BEGIN DATA FOR THIS TASK

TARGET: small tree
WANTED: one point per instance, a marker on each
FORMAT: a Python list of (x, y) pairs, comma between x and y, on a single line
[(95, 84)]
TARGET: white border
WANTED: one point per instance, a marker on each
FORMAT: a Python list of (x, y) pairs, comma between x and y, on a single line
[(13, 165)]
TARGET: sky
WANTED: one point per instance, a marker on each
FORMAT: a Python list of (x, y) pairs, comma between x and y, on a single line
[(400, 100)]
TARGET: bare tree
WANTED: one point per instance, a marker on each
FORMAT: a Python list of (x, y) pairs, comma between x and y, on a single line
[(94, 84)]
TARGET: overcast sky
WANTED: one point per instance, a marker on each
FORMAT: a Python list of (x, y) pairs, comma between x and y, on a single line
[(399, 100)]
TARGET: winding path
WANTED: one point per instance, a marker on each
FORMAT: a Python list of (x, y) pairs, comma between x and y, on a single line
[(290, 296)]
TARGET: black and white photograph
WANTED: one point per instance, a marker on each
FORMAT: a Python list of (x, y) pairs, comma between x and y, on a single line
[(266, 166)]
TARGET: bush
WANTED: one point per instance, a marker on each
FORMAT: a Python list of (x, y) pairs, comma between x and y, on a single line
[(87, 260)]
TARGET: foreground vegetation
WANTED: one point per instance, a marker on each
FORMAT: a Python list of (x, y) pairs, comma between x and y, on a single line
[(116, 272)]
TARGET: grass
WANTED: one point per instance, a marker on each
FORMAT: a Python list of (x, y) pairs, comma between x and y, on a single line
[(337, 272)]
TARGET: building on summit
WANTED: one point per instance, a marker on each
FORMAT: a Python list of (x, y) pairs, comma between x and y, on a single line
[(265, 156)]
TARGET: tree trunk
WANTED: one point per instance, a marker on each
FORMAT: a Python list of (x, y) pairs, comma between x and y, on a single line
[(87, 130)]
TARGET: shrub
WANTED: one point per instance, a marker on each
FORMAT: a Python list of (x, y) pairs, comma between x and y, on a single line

END DATA FOR THIS TASK

= REQUEST =
Transcribe the records exactly, starting at the line that contains "TARGET: building on summit" and continuing up to and including the final line of the records.

= EXPECTED ANSWER =
TARGET: building on summit
WANTED: one point per instance, a marker on each
FORMAT: a Python list of (x, y) pairs, comma between x and y, on a single line
[(265, 156)]
TARGET: tree trunk
WANTED: one point per instance, a marker on each
FORMAT: a Python list of (x, y) pairs, comma between x and y, on a single line
[(87, 130)]
TARGET: shrub
WANTED: one point per instance, a marker on each
FORMAT: a Python list of (x, y) pairs, comma between x and y, on a single line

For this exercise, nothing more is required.